== Selected extract ==

Electronicly speaking ground balance doesn't seem that hard to do with PI, assuming that it doesn't vary greatly over a given area, it should be easy enough to tune out, before the comparators. I'd also like to note here that if i'm talking out my arse feel free to point out.

My Plan is to buy two of the kits and set them up so that the electronics board is interchangeable to that i can mod one board and compare it with the original design. At the moment I'm thinking of adding ground balance(manual) and replacing the components with high precision pieces, to see if it makes a difference.

Also I'll just jump on the Discrimination on PI band wagon and say that i think it would be possible. As far as i understand the PI detector induces current in the target, which creates a magnetic field from the target, which in turn creates a current in the detector coil, which is observable whilst the pulse is inactive. Each type of target should create a different field, depending on the target composition, a different frequency probably, and the amplitude would be determined by size. With a micro controller you could compare these against known types(iron) and reject the signal(not relay the signal to the rest of the detector) ie discrimination. The only problem would being able to do the comparisons at speed. There are specific high speed comparators that are capable of this, but I'm sure its not easy to do in practice.

Electronic ground balance isnt hard in theory - it's the electronics that will let you down. Basic idea is to get a sample with no target present - this is your ground base signal. You then subtract that from the mixed target response (this will contain target response and ground response). Then all that should be left is target. This is good in theory but in practice the ground signal will vary even moving a few cm away. Also you have EF to contend with. This is the signal that the earth itself creates. This too needs to be removed from mixed target response. Then there is EMI - another signal that needs to be removed.

I will post some more tech info on timings for basic GB/EF that I implemented on the MPP (via a ChipKIt Uno board that I wired to basic circuit) that will show you the basics of that. These timings work but the electronics let the thing down a little as they are a bit noisy and not fast enough.

As for the discrimination: With a PI you are not looking at the current created as such - what you are looking at is the decay time after the pulse has been turned off. Yes you are correct, the decay time does change for different materials and the basic idea of comparing it to known decay times will work - BUT - not with the way analogue receive circuits work. And unfortunately thats how most, if not all, kits are done (this goes for a most commercial pi machines too). There is a way around this which I have yet to implement. By using a ADC and taking 1uS (or less) samples straight after pulse turnoff (after any significant EMF if no snubber is in circuit) you can create a sample wave shape. After all EMF/EF and GB have been removed the resultant wave slope could be compared against known materials. This should work but as I said I have yet to implement it. I do have a ARM Cortex4 discovery board all ready for this project - just need time to do it.

===
== Extracted entries ==

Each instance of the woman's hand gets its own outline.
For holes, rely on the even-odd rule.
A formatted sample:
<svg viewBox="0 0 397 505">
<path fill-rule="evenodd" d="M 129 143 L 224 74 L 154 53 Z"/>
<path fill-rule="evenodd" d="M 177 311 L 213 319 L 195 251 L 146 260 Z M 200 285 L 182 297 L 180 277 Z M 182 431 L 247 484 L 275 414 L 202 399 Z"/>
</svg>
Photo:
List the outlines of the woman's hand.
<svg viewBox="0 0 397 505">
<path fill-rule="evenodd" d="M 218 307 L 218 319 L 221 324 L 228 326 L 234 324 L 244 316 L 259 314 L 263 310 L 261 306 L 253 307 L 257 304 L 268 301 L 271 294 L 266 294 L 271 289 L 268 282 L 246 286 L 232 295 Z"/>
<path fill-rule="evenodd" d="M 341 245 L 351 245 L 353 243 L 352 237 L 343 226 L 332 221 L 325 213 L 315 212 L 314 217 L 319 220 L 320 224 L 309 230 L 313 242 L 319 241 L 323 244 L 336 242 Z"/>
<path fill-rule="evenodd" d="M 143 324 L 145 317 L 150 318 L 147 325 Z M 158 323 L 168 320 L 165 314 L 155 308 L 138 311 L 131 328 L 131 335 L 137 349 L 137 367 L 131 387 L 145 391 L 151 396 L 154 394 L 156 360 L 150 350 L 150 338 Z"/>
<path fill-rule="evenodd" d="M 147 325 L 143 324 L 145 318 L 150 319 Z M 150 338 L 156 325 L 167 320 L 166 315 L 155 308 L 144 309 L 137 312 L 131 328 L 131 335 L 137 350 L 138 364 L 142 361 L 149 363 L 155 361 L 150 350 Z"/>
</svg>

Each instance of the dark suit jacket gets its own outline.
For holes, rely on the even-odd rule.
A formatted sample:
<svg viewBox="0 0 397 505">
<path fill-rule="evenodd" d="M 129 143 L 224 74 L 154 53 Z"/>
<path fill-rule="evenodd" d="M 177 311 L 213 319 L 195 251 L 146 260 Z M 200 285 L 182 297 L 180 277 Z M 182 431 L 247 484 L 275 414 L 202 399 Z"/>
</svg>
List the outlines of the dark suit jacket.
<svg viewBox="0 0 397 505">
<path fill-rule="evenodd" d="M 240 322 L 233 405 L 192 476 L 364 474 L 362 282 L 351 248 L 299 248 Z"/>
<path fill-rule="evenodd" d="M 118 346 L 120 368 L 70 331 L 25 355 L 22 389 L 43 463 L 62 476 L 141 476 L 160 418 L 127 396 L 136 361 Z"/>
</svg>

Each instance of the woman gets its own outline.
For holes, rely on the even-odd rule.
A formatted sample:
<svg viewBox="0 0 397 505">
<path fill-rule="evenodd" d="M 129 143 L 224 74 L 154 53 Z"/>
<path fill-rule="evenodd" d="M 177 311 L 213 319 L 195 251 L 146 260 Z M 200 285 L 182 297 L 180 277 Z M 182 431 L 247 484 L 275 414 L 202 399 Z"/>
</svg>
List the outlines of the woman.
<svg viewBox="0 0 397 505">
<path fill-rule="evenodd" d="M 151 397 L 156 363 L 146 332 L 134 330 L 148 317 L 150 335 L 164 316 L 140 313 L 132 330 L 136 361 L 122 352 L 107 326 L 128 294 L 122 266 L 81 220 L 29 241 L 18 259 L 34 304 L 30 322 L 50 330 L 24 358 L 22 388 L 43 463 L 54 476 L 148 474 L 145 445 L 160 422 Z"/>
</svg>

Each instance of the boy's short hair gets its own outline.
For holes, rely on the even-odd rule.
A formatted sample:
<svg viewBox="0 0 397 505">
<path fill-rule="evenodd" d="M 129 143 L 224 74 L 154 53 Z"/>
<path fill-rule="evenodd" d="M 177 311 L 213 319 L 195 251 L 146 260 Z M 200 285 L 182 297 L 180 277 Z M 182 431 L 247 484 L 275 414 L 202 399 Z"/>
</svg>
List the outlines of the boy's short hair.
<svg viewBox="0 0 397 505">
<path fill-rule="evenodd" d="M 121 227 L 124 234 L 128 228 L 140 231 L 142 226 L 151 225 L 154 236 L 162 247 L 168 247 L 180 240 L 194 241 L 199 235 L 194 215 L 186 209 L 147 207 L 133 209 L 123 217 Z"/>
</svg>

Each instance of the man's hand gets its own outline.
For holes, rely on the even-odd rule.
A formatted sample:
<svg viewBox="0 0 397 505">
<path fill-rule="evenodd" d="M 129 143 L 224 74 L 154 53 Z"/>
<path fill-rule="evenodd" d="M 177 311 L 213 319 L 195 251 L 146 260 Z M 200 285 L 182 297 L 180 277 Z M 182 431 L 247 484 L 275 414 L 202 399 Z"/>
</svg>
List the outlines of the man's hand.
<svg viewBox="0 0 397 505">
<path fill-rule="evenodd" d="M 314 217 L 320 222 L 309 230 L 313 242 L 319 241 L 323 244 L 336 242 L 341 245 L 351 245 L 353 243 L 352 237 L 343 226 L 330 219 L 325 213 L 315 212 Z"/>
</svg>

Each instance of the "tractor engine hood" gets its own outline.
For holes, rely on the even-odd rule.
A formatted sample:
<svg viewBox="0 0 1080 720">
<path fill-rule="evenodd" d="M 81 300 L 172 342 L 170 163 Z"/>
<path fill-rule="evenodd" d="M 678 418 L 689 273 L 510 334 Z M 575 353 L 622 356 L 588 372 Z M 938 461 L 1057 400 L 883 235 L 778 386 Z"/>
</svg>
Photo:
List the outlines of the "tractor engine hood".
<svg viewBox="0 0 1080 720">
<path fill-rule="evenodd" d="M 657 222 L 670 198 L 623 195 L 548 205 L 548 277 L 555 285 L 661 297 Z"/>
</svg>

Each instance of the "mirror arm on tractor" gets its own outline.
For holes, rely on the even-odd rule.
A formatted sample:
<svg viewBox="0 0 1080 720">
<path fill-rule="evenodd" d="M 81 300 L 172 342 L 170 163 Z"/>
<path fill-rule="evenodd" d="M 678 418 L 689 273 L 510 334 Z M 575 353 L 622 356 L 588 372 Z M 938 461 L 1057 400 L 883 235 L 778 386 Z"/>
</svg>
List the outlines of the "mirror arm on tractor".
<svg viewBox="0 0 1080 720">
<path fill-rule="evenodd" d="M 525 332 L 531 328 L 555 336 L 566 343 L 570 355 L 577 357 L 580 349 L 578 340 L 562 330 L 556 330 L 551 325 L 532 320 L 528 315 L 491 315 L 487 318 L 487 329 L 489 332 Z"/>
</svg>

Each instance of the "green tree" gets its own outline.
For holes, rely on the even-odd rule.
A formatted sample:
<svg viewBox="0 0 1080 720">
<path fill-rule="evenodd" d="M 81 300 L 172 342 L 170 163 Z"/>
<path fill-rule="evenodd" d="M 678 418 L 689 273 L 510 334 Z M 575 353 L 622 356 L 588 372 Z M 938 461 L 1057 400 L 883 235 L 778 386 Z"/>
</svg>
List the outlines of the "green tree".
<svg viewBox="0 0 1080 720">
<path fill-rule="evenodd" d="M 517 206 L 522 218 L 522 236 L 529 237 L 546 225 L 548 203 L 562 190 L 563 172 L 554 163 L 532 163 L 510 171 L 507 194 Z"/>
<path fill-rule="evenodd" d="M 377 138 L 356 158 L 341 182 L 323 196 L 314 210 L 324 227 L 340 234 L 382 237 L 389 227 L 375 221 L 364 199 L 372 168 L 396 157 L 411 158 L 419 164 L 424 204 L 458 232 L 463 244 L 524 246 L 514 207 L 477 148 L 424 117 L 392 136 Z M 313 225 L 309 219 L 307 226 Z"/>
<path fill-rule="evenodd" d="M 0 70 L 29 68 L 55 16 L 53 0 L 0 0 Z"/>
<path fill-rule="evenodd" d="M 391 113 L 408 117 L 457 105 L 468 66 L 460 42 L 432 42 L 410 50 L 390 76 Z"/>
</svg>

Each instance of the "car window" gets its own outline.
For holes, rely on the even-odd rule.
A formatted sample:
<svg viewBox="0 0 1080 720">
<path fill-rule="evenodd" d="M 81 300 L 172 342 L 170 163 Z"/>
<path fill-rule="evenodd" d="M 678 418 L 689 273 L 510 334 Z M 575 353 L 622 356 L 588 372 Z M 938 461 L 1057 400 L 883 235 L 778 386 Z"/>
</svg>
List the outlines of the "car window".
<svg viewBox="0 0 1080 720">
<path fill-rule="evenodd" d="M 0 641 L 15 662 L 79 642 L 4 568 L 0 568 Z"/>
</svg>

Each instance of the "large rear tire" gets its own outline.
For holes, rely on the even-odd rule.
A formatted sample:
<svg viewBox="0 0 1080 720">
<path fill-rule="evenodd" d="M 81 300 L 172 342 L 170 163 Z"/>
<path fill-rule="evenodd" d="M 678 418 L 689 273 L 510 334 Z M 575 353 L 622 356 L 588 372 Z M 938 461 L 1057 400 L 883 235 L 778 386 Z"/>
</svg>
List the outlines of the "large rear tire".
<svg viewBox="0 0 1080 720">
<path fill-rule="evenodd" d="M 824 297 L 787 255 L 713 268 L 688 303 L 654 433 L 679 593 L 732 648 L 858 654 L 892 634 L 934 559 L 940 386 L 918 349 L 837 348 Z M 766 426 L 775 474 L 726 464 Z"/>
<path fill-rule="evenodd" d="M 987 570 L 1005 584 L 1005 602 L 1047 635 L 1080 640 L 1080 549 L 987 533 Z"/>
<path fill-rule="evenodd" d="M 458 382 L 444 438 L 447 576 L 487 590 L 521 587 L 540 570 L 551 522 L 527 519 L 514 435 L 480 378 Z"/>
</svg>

===

_Goal_
Rewrite the metal detector post starting at the words "I will post" and ending after "not fast enough.", with "noisy" changed to "unstable". The material is separate from the metal detector post.

_Task response_
I will post some more tech info on timings for basic GB/EF that I implemented on the MPP (via a ChipKIt Uno board that I wired to basic circuit) that will show you the basics of that. These timings work but the electronics let the thing down a little as they are a bit unstable and not fast enough.